(Dataset entries)
_ _ _
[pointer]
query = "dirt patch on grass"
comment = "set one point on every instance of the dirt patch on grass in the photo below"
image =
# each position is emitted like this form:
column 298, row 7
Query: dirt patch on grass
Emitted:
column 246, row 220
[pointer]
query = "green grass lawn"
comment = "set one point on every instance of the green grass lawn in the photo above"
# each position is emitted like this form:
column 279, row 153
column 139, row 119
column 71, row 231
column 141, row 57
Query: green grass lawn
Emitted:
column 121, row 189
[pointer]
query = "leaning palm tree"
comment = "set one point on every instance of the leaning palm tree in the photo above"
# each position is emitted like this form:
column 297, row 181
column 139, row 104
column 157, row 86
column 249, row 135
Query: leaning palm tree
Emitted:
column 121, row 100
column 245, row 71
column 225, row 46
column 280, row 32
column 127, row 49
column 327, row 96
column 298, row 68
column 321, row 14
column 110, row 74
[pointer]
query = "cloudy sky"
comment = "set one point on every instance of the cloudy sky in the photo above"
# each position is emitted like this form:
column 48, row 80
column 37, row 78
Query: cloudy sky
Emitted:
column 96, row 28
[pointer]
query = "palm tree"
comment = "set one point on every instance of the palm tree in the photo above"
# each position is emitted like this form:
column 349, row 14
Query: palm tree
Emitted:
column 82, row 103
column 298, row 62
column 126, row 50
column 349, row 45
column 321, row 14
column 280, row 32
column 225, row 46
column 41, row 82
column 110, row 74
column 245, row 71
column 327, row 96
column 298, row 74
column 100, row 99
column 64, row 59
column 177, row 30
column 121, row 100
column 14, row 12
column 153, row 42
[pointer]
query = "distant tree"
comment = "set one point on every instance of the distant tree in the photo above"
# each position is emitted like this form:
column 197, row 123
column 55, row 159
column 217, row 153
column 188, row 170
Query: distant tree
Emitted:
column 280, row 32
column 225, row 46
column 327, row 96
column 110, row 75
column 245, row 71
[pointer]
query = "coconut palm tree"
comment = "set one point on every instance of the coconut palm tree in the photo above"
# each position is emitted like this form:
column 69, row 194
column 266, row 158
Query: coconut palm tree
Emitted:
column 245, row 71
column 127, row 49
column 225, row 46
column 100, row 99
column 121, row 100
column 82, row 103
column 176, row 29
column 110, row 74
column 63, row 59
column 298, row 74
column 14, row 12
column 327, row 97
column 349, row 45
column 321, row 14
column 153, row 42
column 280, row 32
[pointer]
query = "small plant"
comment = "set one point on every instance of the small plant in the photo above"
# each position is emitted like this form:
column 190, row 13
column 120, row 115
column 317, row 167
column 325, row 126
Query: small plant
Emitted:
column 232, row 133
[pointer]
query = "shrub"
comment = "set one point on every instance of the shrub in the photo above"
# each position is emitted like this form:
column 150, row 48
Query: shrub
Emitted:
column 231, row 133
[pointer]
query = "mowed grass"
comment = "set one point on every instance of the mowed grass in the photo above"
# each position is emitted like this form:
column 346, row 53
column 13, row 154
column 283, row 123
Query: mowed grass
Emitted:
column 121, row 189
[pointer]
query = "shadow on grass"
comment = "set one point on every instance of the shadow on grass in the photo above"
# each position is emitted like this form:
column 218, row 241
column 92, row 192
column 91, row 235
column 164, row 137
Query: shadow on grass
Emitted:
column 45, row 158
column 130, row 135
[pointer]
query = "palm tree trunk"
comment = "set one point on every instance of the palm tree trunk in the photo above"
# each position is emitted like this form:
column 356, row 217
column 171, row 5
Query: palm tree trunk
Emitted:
_ _ _
■ **What to produce**:
Each entry is to be retyped precisely as it stands.

■ **Your response**:
[pointer]
query = "dirt patch on grass"
comment = "set one point on every instance of the dirt patch on grass in the photo below"
image =
# each position is emitted like this form:
column 298, row 7
Query: dirt patch on grass
Emitted:
column 246, row 220
[pointer]
query = "green grass lawn"
comment = "set one point on every instance of the green grass lawn in the photo above"
# each position is emitted like this form:
column 279, row 153
column 139, row 119
column 71, row 231
column 141, row 57
Query: green grass lawn
Emitted:
column 121, row 189
[pointer]
query = "leaning palm tree"
comment = "set one point on every instance of the leaning palm tree in the photo above"
# each position is emitted like this form:
column 297, row 181
column 139, row 104
column 157, row 86
column 249, row 135
Query: leaning palm tree
Emitted:
column 121, row 100
column 245, row 71
column 225, row 46
column 280, row 32
column 127, row 49
column 327, row 96
column 298, row 68
column 321, row 14
column 110, row 74
[pointer]
query = "cloudy sky"
comment = "set one point on every instance of the cloudy sky in the photo above"
# each position is emitted like this form:
column 48, row 80
column 37, row 78
Query: cloudy sky
Emitted:
column 96, row 28
[pointer]
query = "palm tree"
comment = "set one point on every instance of the palm tree in the photo above"
# each position is emitted like this form:
column 349, row 14
Query: palm tree
Emitted:
column 82, row 103
column 298, row 62
column 126, row 50
column 349, row 45
column 321, row 14
column 280, row 32
column 225, row 46
column 41, row 82
column 110, row 74
column 245, row 71
column 327, row 96
column 298, row 74
column 100, row 99
column 64, row 59
column 177, row 30
column 121, row 100
column 14, row 12
column 153, row 42
[pointer]
query = "distant tree"
comment = "set one point on every instance of the distant tree in the photo above"
# each position is emitted like this form:
column 197, row 123
column 55, row 159
column 217, row 153
column 188, row 170
Query: distant tree
Emitted:
column 280, row 32
column 225, row 46
column 327, row 96
column 110, row 75
column 245, row 71
[pointer]
query = "coconut palm tree"
comment = "set one point on every instance of the coconut palm tree in the photo above"
# each position is emitted like this form:
column 69, row 194
column 266, row 158
Query: coconut palm tree
Emitted:
column 245, row 71
column 127, row 49
column 225, row 46
column 100, row 99
column 121, row 100
column 82, row 103
column 176, row 29
column 110, row 74
column 63, row 59
column 298, row 74
column 14, row 12
column 327, row 97
column 349, row 45
column 321, row 14
column 153, row 42
column 280, row 32
[pointer]
query = "small plant"
comment = "set one point on every instance of the small plant in the photo above"
# each position is emitted like this form:
column 190, row 13
column 120, row 115
column 317, row 167
column 325, row 126
Query: small plant
Emitted:
column 232, row 133
[pointer]
query = "shrub"
comment = "set one point on every instance of the shrub in the photo above"
# each position is emitted like this form:
column 150, row 48
Query: shrub
Emitted:
column 231, row 133
[pointer]
query = "mowed grass"
comment = "set one point on every instance of the mowed grass in the photo above"
# each position is emitted like this form:
column 346, row 53
column 13, row 154
column 283, row 123
Query: mowed grass
Emitted:
column 121, row 189
[pointer]
query = "shadow on grass"
comment = "set one point on every instance of the shadow on grass in the photo above"
# each position is emitted like this form:
column 218, row 241
column 92, row 192
column 91, row 235
column 164, row 137
Query: shadow on grass
Emitted:
column 45, row 158
column 130, row 135
[pointer]
query = "palm tree trunk"
comment = "set one point on every instance of the palm tree trunk in the photo above"
# each position is emitted like this form:
column 356, row 217
column 171, row 5
Query: palm tree trunk
Emitted:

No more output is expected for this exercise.